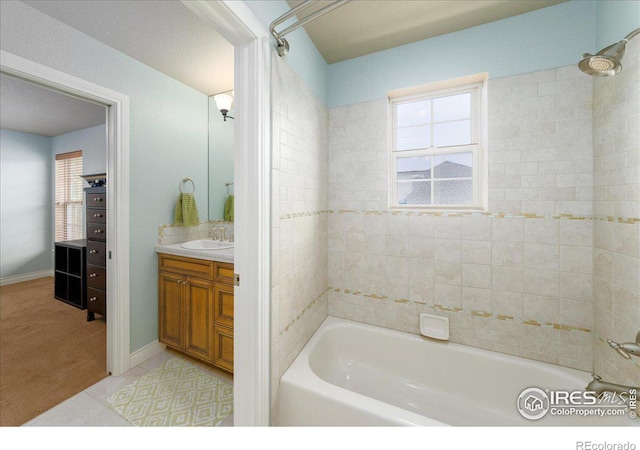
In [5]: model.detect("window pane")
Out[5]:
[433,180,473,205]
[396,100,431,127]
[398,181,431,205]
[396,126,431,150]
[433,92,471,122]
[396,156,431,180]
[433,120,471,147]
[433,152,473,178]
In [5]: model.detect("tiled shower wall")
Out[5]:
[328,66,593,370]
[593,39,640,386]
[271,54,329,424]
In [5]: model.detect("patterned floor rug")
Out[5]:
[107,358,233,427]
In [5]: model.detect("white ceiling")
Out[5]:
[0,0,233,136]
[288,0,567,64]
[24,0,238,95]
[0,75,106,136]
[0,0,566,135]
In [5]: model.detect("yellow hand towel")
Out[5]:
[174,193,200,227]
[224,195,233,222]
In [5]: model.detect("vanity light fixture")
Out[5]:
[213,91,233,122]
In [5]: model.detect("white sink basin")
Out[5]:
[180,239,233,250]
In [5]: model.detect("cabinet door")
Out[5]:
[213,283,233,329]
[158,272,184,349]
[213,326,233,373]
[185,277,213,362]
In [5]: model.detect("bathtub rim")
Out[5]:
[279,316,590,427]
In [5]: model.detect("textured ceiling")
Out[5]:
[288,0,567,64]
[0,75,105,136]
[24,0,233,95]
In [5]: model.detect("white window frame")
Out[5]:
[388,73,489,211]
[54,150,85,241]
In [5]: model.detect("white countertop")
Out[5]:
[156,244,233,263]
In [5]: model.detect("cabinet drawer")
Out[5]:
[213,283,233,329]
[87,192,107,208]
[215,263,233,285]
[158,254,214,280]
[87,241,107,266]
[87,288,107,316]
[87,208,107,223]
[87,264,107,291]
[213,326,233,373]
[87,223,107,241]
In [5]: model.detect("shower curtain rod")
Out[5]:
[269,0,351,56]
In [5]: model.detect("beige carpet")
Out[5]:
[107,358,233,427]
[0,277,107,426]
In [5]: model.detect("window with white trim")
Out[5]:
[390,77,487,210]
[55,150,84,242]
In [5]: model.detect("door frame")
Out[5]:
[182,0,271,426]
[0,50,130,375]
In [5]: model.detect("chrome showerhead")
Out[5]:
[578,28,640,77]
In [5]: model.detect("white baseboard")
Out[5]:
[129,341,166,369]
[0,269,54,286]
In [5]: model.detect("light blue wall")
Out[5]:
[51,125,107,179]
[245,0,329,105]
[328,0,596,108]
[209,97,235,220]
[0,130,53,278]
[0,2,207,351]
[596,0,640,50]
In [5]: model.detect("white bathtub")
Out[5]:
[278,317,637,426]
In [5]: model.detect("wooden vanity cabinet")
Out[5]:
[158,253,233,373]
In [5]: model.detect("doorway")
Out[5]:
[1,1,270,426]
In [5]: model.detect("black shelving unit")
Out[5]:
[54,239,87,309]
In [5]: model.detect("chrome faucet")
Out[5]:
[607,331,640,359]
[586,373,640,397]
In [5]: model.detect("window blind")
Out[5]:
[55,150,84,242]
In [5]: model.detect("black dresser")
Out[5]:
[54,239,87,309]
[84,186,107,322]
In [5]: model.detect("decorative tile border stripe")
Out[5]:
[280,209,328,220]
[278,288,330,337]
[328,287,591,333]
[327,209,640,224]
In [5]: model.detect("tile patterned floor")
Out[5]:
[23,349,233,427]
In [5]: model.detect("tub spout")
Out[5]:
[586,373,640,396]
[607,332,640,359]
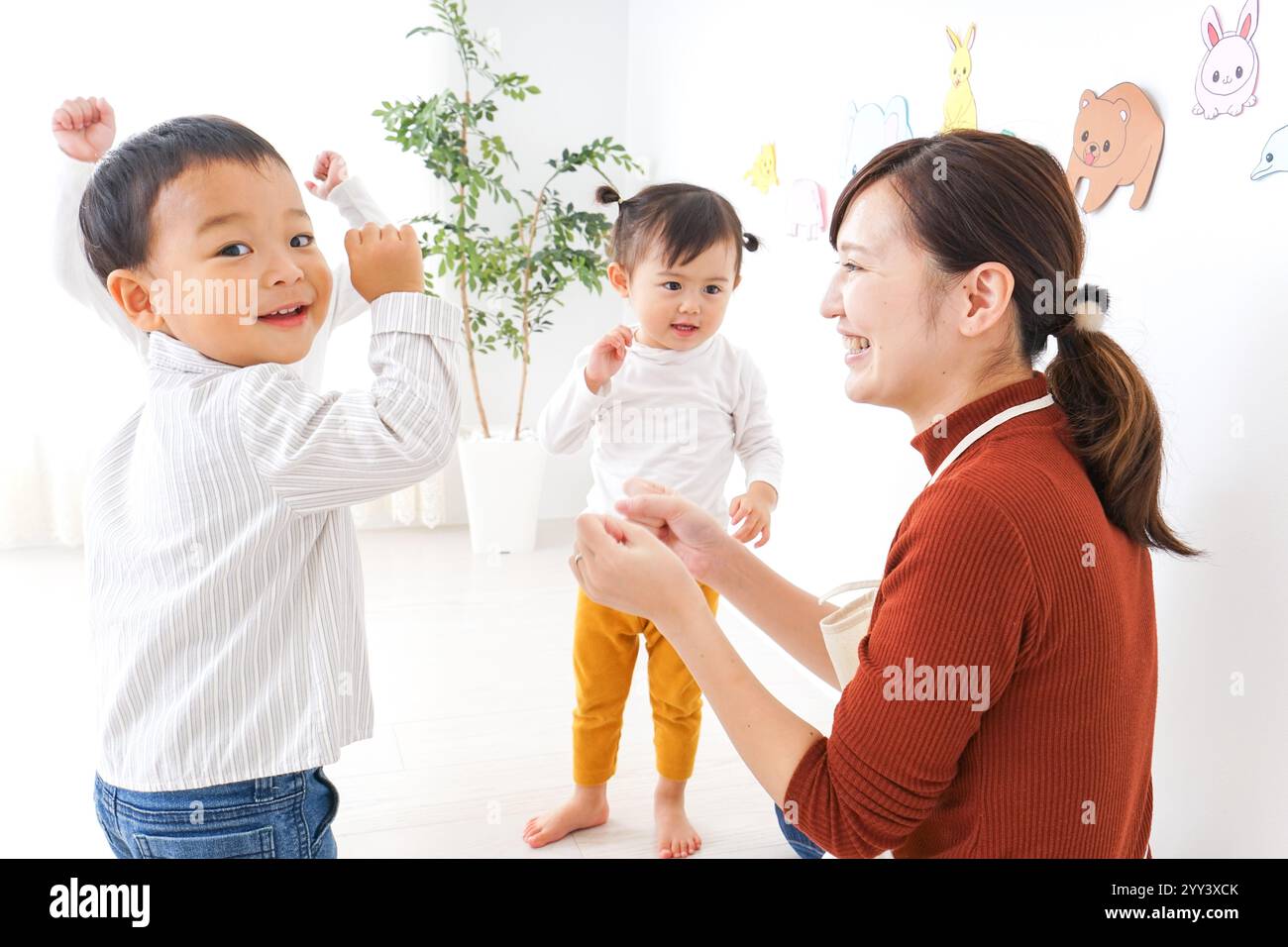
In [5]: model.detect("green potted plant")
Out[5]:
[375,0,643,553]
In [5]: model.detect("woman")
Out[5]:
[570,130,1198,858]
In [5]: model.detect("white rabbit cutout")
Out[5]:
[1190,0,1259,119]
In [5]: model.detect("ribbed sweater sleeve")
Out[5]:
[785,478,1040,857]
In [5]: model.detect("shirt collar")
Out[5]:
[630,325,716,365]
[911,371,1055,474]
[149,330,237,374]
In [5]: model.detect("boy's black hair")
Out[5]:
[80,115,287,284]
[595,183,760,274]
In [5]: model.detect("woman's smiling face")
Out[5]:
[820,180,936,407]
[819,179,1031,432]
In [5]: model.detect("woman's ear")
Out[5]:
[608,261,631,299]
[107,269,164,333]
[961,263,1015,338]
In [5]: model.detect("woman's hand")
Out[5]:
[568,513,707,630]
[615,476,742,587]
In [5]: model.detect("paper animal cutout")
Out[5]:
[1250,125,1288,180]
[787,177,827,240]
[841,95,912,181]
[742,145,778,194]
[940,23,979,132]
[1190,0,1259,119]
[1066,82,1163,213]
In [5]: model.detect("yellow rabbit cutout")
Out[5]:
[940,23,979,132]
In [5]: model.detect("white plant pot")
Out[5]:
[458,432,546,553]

Exercise prompt:
Give the rows again from the start through the line with "[279,316,590,427]", with "cabinet door" changed to "cupboard door" and nothing else altered. Leave the pictures out.

Task result:
In [5]: model.detect("window pane")
Out[5]:
[433,180,473,205]
[396,100,431,127]
[398,181,431,205]
[396,126,431,150]
[433,92,471,122]
[396,156,431,180]
[433,120,471,147]
[433,152,473,178]
In [5]: model.detect("tiled shower wall")
Out[5]:
[328,66,593,370]
[593,39,640,386]
[271,54,329,424]
In [5]: model.detect("patterned floor rug")
Out[5]:
[107,358,233,427]
In [5]: model.detect("white ceiling")
Out[5]:
[0,0,233,136]
[288,0,567,64]
[24,0,238,95]
[0,75,106,136]
[0,0,566,135]
In [5]: model.detect("yellow hand towel")
Out[5]:
[174,193,200,227]
[224,195,233,222]
In [5]: model.detect("vanity light fixture")
Out[5]:
[213,91,233,122]
In [5]: model.detect("white sink basin")
Out[5]:
[180,239,233,250]
In [5]: model.detect("cupboard door")
Out[5]:
[213,283,233,329]
[158,272,184,349]
[213,326,233,373]
[185,277,213,362]
In [5]: model.detect("bathtub rim")
Out[5]:
[279,316,590,427]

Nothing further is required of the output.